*** Opening of Task input ***

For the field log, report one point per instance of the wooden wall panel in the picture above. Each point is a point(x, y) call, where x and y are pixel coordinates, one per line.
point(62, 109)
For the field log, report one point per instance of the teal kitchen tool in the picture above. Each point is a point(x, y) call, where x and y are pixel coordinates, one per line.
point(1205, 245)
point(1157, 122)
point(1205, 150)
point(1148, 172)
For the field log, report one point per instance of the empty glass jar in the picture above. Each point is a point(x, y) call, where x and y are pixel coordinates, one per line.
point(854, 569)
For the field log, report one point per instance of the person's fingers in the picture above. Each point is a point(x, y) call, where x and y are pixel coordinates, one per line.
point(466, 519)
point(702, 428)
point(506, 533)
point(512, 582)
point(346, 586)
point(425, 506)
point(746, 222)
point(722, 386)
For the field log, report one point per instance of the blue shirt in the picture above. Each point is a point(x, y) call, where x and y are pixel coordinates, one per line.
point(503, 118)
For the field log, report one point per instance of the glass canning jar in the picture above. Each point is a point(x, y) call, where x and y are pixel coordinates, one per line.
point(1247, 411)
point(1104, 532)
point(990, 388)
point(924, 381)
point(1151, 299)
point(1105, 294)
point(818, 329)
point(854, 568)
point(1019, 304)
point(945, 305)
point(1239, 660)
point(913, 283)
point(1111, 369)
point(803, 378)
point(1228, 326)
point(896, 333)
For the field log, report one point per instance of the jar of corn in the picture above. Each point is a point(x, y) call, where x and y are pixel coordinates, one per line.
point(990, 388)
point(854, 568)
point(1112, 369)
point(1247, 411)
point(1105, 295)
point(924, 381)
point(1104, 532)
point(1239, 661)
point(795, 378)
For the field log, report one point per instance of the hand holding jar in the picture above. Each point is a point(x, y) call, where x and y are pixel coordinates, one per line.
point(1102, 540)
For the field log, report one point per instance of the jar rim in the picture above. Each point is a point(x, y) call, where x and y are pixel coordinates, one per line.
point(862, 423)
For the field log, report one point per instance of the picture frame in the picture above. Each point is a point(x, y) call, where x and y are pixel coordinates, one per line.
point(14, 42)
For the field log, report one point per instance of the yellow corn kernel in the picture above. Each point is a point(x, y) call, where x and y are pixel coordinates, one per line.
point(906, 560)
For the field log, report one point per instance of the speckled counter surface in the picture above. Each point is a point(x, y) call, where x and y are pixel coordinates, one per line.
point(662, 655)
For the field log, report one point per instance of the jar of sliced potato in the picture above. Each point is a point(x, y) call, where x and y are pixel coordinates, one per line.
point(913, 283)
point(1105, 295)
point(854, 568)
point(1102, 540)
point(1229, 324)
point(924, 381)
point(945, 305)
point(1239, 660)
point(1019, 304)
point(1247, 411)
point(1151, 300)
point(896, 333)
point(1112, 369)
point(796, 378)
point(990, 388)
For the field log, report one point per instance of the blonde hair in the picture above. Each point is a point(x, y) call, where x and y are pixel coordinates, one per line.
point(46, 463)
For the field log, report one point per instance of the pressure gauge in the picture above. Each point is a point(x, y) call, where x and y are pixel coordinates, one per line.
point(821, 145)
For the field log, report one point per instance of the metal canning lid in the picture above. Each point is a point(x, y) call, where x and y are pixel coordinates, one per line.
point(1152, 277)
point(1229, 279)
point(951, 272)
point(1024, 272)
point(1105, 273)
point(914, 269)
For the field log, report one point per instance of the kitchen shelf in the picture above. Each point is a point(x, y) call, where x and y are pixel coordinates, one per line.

*** Close of Task input ***

> [What you will do]: Copy the listing exactly.

> [Response box]:
For the field log, report one point per instance of the wooden wall panel in the picture above. Each point is a point(x, y) call, where x and y are pixel coordinates, one per line.
point(62, 109)
For the field log, report one point per instance of the teal kitchen tool in the picture above. Each point is a point(x, y) call, where x and y are pixel coordinates, one per line.
point(1205, 245)
point(1157, 122)
point(1205, 150)
point(1148, 172)
For the field log, report one point per instance of the empty glass jar in the picture above. Each point is a point(x, y) call, where x and y are pixel coordinates, one per line.
point(854, 569)
For the field log, report one point per instance of the person's fingers in the picture above. Each point is a point(x, y) call, where x and y are pixel coordinates, one per line.
point(466, 519)
point(702, 428)
point(506, 533)
point(512, 582)
point(346, 586)
point(425, 506)
point(746, 222)
point(722, 386)
For the field log, report one point per instance of the blue shirt in the picture above. Each point is a point(x, y) call, where x and y are pixel coordinates, one per line.
point(503, 118)
For the field log, report one point per instance of the glass canning jar in the picture above. Each point is a point(x, y) call, where x and y are pixel coordinates, one per line.
point(1247, 411)
point(1104, 532)
point(990, 388)
point(924, 381)
point(1151, 299)
point(1105, 294)
point(818, 329)
point(854, 568)
point(1019, 304)
point(945, 305)
point(1239, 660)
point(913, 283)
point(1111, 369)
point(803, 378)
point(1228, 326)
point(896, 333)
For the field log, report one point per instance of the jar of corn in the picture above. Each point is a point(x, y) call, where x and y are pixel coordinates, one per line.
point(990, 388)
point(854, 568)
point(1112, 369)
point(1247, 411)
point(1105, 295)
point(924, 381)
point(1104, 532)
point(1239, 661)
point(795, 378)
For the field log, report one point per instance of the hand holding jar in the picture above. Each point is a point(x, y) call, where x and y are pixel coordinates, one per line.
point(1102, 540)
For the field log, report one point per instance of the jar rim in the picture above. Each point is a point(x, y) call, where x and y are pixel coordinates, one per line.
point(862, 423)
For the field log, report one point per instance of the picture frame in the picture above. Each point is a point(x, y) call, where x and y are pixel coordinates, one per line.
point(14, 42)
For the field log, report one point per instance of the yellow corn kernel in the picture above. Each point is a point(x, y) call, where x and y are pixel coordinates, one per line.
point(906, 560)
For the field log, report one point per instance of the speckled counter surface in the picture above. Each point is a point(x, y) call, where x and y are pixel coordinates, one per line.
point(662, 655)
For the field log, report one point per instance of the jar of sliced potato in the picture above. Each point is a point(x, y) call, where x and y are pixel coordinates, one per line.
point(913, 283)
point(1105, 295)
point(854, 568)
point(1102, 540)
point(1229, 324)
point(924, 381)
point(945, 305)
point(1239, 660)
point(1019, 304)
point(1247, 411)
point(1151, 300)
point(896, 333)
point(1112, 369)
point(796, 378)
point(990, 388)
For the field log, report one point per instance of the blonde hair in the picture above. Each point is a point(x, y) call, where x and y are pixel coordinates, one per line.
point(46, 463)
For the field log, report one point per instance of the pressure gauge in the picture above. Each point is a point(x, y) call, where x and y are pixel coordinates, one per line.
point(821, 145)
For the field log, report one point per instance of the metal canning lid in the picture above. Each point is a point(x, y) call, where x and y are pixel coordinates, one per line.
point(1152, 277)
point(1229, 279)
point(951, 272)
point(1024, 272)
point(1105, 273)
point(914, 269)
For the field log, report one point per instance of the kitchen shelf in the picture above. Each point is a point(x, y) call, where x and y are pixel coordinates, one per line.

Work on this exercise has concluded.